• Supplied text
*** Block opens ***
Conclusion - Growing our Rail Network
- The Punggol Digital District – SIT - Punggol Coast MRT development is part of our polycentric city planning strategy. It ensures better land use for our very small island city-state, as more Singaporeans disperse from the city towards other regional centres for work and education.
- This also means we must continue to press on with our plans to expand the rail network, to connect our people to different and various regional centres around Singapore. While COVID-19 has caused some temporary delays, we are on track to expand the rail network from around 230km today to 360km by the early 2030s, and to bring eight in ten households within a ten-minute walk of a train station.
- Let me end my speech today by talking about opportunities in crisis. For example, I have no doubt post COVID-19, our hygiene level as a society will greatly improve, as everyone gets used to more frequent hand washing and wearing masks when not feeling well. In education, a lot of opportunities despite this crisis: having rolled out home-based learning nationally during the Circuit Breaker, schools are ensuring all secondary school students by end of this year will have access to digital technology and are encouraging them to practise self-directed learning. This is a big breakthrough for education. Years of what education wished to do is now compressed into this one year, and they are now able to do that because of COVID-19, because of that sense of crisis.
- Being able to seize opportunities in crisis is the greatest demonstration of resilience. The question then is what is the opportunity in land transport?
- I believe it is the change in our travel habits. The old habits – crushing during morning and evening peak hours every day – are neither logical, comfortable, efficient nor environmentally friendly. But we continue to do it because that is just the way it is.
- But COVID-19 has forced us to press the reset button and rethink how our habits should change. It makes sense for office workers to complete tasks that can be done remotely, from home, or a café near home. It makes sense to go into office only when we need face-to-face discussions, to use specialised equipment, or to conduct face-to-face training. Where we can, walking, cycling and riding on public transport should replace driving in a private car.
*** Block closes ***
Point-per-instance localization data
*** Block opens ***
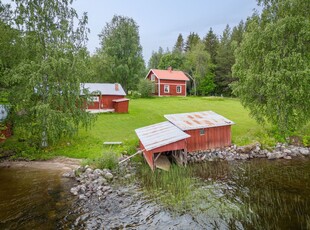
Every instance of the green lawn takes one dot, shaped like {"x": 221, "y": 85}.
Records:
{"x": 142, "y": 112}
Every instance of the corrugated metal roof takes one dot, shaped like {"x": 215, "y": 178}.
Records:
{"x": 198, "y": 120}
{"x": 103, "y": 88}
{"x": 160, "y": 134}
{"x": 170, "y": 75}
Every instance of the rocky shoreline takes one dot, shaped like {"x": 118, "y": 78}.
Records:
{"x": 98, "y": 183}
{"x": 281, "y": 151}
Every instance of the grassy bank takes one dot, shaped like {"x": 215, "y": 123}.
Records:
{"x": 142, "y": 112}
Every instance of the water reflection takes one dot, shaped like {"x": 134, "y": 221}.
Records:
{"x": 256, "y": 194}
{"x": 32, "y": 198}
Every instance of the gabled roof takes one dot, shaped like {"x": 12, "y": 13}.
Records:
{"x": 198, "y": 120}
{"x": 103, "y": 88}
{"x": 160, "y": 134}
{"x": 3, "y": 112}
{"x": 169, "y": 74}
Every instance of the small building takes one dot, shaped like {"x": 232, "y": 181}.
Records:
{"x": 160, "y": 141}
{"x": 106, "y": 97}
{"x": 168, "y": 82}
{"x": 207, "y": 129}
{"x": 183, "y": 133}
{"x": 5, "y": 126}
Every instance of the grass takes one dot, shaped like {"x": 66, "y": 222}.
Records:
{"x": 143, "y": 112}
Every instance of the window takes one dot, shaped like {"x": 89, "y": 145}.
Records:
{"x": 153, "y": 77}
{"x": 179, "y": 89}
{"x": 166, "y": 88}
{"x": 202, "y": 131}
{"x": 93, "y": 99}
{"x": 153, "y": 88}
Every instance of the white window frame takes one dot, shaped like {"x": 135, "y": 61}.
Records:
{"x": 180, "y": 87}
{"x": 93, "y": 99}
{"x": 166, "y": 88}
{"x": 202, "y": 132}
{"x": 153, "y": 77}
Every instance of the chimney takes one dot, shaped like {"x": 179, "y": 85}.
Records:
{"x": 116, "y": 86}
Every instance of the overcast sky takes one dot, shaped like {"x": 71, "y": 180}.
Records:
{"x": 161, "y": 21}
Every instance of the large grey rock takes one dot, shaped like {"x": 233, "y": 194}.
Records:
{"x": 304, "y": 151}
{"x": 108, "y": 176}
{"x": 74, "y": 190}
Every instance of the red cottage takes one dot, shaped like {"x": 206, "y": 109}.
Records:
{"x": 106, "y": 97}
{"x": 168, "y": 82}
{"x": 207, "y": 129}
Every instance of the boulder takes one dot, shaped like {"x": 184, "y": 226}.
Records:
{"x": 108, "y": 176}
{"x": 304, "y": 151}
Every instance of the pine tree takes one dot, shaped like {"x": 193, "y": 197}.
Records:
{"x": 192, "y": 40}
{"x": 120, "y": 47}
{"x": 179, "y": 45}
{"x": 211, "y": 43}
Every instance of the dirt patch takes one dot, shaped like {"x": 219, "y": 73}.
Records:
{"x": 62, "y": 164}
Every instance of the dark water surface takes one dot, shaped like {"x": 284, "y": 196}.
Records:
{"x": 256, "y": 194}
{"x": 33, "y": 198}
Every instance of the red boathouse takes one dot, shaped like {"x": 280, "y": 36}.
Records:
{"x": 207, "y": 129}
{"x": 182, "y": 133}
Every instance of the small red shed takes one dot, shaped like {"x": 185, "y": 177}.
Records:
{"x": 168, "y": 82}
{"x": 5, "y": 127}
{"x": 106, "y": 97}
{"x": 160, "y": 140}
{"x": 207, "y": 129}
{"x": 121, "y": 105}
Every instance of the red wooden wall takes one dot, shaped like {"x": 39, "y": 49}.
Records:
{"x": 173, "y": 86}
{"x": 149, "y": 155}
{"x": 106, "y": 102}
{"x": 5, "y": 133}
{"x": 121, "y": 106}
{"x": 216, "y": 137}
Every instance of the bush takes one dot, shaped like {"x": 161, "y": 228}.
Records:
{"x": 145, "y": 88}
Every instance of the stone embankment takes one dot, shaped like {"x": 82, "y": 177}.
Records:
*** Block closes ***
• Brief 1
In the speech on Singapore's rail network, how long is the rail network expected to be by the early 2030s?
• Brief 2
Extend the speech on Singapore's rail network, picking up after its last sentence.
This data comes from a separate source.

• Written answer 1
About 360km, up from around 230km today.

• Written answer 2
- But because old habits die hard, our rail infrastructure has been designed to accommodate peak period travel. During off-peak travel, the system becomes under-utilised. If we can just spread out commuter traffic throughout the day, everyone will have a more comfortable ride, and yet the system serves more people.
- Due to COVID-19, today’s passenger volume is about 60 to 70 percent that of pre-COVID levels, throughout the day. So there is not much of a peak hour crowd now on the trains. If and when travel volume recovers, and everyone travels during the same rush hour again, then we would have wasted the crisis.
- So employers, I hope, will help adjust work hours requirements, allow workers to toggle between working from home and office, allow workers to have staggered arrival times, as late as 10am for example, and spread out the traffic. As a result, we will be able to see a healthier recovery of commuter traffic, better spread out throughout the day. This would be an outcome that we have been yearning for decades. We can achieve that if the recovery of traffic is handled well.
- So let us continue to work hard, coordinate closely with other agencies, and be adaptable. This way, we can collectively improve our public transport system to serve commuters better in a post COVID-19 world! Thank you.